▸ **PROBLEM**
Continue the discussion of Postgres connection pooling and sharding from the point where it stops.

Ultimately, you add connection poolers when you don't have any other option: you have hundreds of app containers with dozens of connections each and Postgres can't handle it anymore, so it's a necessity really.
Load balancing becomes useful when you start adding read replicas. Sharding is necessary when you're approaching the vertical limit of your cloud provider (on the biggest instance or close).
Okay, on my side I have a server for my API, using Drizzle, I guess it already uses some kind of pooling (or at least it asks me to instantiate a pg.Pool, not sure if that's a lightweight connection pooler on the server side), and only a couple of workers with a Drizzle pool each, so I guess I'm far enough from that limit
Do connection increase mostly as you increase microservices / workers, or is it something more related to how many endusers of your service (eg connections on your webserver) you have?
That's exactly right, it's both of those. More containers / services means more connections to the DB, which themselves need to be pooled. More requests to the app require more connections as well.
The cross-shard aggregate rewriting is really nice. Transparently injecting count() for average calculations sounds straightforward but there are so many edge cases once you add GROUP BY, HAVING, subqueries, etc.
Curious about latency overhead for the common case. On a direct-to-shard read where no rewriting happens, what's the added latency from going through PgDog vs connecting to Postgres directly? Sub-millisecond?
Subms typically, yeah. We measured the average latency between nodes in the same AZ (e.g., AWS availability zone) to be less than one ms, so you need to account for one extra hop and processing time by PgDog, which is typically fast.
That being said if you don't currently use a connection pooler, you will notice some latency when adding one. It's usually table stakes for Postgres at scale since you need one anyway, but it can be surprising. This especially affects "chatty" apps - the ones that send 10+ queries to service one API request, and makes bugs like N+1s considerably worse.
TLDR: not a free lunch, but generally acceptable at scale.
This at a minimum often involved adding back a shard key to the physical data, or partitioning, and/or physical data sorting easily in the "OLAP" layer. And a surprising number of CDC and ETL toolkits don't make it easy to parameterize a single code/configuration base, nor handle situations like shards being down at different times for maintenance or fetching data from each shard at a time of day specified by its end-of-day or handling retransmissions or reconciliation or gaps or data quality of a single shard when back in an unsharded landscape. SQL UNION ALL to reunite shards works, until it doesn't.
YMMV but would be curious if you have a story/solution/thoughts along these lines. It's easier if you shard with unified analytics/reporting in mind on day one of a sharded system design, but in the worlds I've lived in, nobody ever does. But maybe you could.

▸ **GIVEN INFORMATION**
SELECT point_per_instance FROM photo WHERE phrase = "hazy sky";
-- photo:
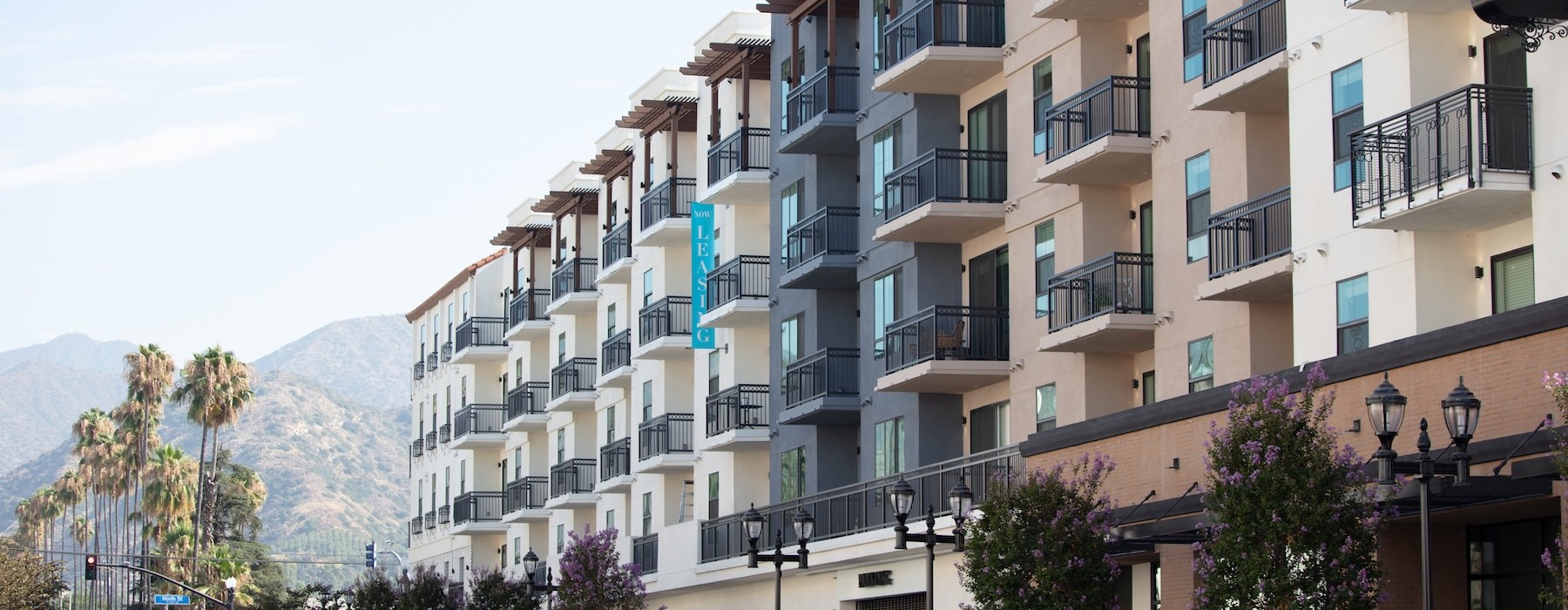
(190, 173)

▸ **EXPECTED ANSWER**
1. Replicate shards into one beefy database and use that. Replication is cheaper than individual statements, so this can work for a while. The sink can be Postgres or another database like Clickhouse. At Instacart, we used Snowflake, with an in-house CDC pipeline. It worked well, but Snowflake was only usable for offline analytics, like BI / batch ML, and quite expensive. We'll add support for this eventually; we're getting pretty good at managing logical replication, including DDL changes.
2. Use the shards themselves and build a decent query engine on top. This is the Citus way and we know it's possible. Some queries could be expensive, but that's expected and can be solved with more compute.
In our architecture, shards going down for maintenance is an incident-level event, so we expect those to be up at all times, and failover to a standby if there is an issue. These days, most maintenance tasks can be done online in-place, or with blue/green, which we'll support as well. Zero downtime is the name of the game.
@Lev, how is the 2pc coming along? I think it was pretty new when I last checked, and I haven't looked into it much since then. Is it feeling pretty solid now?
Do you have any write up on how to do this?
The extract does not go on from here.